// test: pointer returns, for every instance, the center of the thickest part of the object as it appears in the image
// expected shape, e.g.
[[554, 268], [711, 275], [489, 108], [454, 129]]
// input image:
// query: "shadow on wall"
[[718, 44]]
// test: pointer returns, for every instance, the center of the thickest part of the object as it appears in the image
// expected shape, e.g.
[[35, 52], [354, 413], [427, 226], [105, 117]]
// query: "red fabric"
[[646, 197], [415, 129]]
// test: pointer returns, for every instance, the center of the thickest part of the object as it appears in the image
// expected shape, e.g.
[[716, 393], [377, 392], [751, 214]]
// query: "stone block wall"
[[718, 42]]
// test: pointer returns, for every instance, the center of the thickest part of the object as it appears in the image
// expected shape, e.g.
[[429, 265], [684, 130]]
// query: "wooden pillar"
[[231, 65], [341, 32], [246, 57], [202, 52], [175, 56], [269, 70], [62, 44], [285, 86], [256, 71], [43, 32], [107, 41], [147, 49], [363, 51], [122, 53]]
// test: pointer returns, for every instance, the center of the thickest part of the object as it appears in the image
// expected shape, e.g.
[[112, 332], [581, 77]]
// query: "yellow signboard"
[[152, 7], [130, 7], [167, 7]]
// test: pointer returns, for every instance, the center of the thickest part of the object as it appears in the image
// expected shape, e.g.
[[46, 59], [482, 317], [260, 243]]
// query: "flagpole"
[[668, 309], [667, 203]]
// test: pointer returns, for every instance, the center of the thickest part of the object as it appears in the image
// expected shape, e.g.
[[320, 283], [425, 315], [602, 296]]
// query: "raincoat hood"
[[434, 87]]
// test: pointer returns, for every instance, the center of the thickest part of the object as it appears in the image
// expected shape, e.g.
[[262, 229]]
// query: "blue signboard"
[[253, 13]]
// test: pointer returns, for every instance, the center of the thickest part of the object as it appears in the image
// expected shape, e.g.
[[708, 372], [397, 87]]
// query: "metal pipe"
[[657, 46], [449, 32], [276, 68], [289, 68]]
********************
__EXERCISE AIM__: Turn the lines of the listing above, from its first line through the line containing "[[646, 197], [415, 129]]", inclusive, into a numbered list, leaving out any blank lines.

__OUTPUT BELOW__:
1. // test: pointer returns, for every instance, the center of the thickest part of the object as it appears in the image
2. // expected shape, e.g.
3. [[554, 268], [711, 275], [489, 108], [454, 129]]
4. // input image:
5. // query: "shadow on wall"
6. [[718, 44]]
7. // test: pointer returns, for every instance, the center of the thickest part of the object as it appears in the image
8. // expected shape, e.g.
9. [[35, 52], [354, 413], [427, 226], [105, 117]]
10. // query: "red fabric"
11. [[646, 197], [415, 129]]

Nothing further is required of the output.